Stored records

※

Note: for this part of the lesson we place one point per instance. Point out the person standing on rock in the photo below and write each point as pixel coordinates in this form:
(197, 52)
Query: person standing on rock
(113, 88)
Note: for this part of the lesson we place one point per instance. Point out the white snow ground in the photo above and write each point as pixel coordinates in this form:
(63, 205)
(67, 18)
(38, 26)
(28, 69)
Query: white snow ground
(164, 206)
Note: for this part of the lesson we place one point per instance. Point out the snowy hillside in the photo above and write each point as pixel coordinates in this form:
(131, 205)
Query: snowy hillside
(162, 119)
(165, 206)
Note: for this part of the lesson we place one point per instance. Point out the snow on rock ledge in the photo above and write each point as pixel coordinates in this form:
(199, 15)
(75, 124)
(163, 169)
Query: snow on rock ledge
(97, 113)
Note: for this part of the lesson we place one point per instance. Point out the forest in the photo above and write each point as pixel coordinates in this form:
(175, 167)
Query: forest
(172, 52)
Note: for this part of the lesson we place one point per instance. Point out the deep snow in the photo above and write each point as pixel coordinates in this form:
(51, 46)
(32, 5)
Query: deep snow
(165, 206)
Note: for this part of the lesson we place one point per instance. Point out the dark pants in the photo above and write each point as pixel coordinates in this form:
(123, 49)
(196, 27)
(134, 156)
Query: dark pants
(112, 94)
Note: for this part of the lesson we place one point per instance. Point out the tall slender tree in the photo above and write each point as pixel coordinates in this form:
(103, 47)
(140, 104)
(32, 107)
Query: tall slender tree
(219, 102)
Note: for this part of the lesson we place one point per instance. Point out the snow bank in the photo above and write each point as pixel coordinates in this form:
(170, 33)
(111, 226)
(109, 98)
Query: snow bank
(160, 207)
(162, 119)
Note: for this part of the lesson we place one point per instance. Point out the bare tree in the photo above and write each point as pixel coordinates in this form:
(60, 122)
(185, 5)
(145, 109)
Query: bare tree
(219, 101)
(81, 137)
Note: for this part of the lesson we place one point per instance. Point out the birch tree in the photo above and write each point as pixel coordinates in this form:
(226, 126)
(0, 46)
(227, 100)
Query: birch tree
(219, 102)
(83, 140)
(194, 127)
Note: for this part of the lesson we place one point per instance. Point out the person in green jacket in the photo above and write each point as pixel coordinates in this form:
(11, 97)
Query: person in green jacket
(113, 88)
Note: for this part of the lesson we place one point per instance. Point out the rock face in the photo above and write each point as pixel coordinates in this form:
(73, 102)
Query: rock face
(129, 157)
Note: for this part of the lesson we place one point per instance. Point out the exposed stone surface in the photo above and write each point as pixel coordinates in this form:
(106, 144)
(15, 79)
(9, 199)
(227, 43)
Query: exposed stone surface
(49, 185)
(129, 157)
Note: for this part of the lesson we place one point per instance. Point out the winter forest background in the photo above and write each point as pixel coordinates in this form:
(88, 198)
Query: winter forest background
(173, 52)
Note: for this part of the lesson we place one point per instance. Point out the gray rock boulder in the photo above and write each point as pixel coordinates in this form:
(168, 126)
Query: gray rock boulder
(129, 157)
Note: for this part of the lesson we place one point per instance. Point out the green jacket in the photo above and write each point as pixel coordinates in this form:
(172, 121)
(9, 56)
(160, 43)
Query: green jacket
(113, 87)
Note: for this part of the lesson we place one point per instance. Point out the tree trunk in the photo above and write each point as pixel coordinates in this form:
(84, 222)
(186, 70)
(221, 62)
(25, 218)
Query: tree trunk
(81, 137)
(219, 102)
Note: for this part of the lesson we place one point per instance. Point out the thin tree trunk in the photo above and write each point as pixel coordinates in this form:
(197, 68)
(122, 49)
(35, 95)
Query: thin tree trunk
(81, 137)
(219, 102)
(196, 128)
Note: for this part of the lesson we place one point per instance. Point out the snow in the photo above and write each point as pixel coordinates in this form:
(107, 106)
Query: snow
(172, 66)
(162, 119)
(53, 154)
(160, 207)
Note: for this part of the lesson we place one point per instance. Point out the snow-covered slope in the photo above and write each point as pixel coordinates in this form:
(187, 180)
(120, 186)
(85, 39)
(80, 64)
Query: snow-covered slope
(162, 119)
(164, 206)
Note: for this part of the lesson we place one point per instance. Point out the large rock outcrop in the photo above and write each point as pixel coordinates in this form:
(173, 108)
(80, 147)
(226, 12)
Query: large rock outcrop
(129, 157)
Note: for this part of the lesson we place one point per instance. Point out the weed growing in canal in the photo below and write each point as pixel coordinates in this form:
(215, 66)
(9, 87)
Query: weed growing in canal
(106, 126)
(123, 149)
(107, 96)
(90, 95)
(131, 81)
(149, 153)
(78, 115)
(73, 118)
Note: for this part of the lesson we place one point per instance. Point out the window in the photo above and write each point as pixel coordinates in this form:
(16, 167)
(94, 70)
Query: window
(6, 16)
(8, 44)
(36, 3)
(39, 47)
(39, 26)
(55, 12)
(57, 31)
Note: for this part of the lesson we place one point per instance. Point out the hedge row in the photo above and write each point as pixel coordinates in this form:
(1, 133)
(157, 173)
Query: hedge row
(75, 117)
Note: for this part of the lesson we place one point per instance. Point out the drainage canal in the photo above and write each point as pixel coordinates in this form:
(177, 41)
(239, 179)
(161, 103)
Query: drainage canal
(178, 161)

※

**DESCRIPTION OF THE TASK**: For the word "below", go through the records and show each line that carries it.

**ANSWER SPACE**:
Note: for this part of the lesson we place one point per instance. Point out the person standing on rock in the photo below and write each point as pixel coordinates in this form:
Note: for this part of the lesson we place one point per instance. Point out the weed growing in canal in the photo below and write each point as pixel coordinates in this form:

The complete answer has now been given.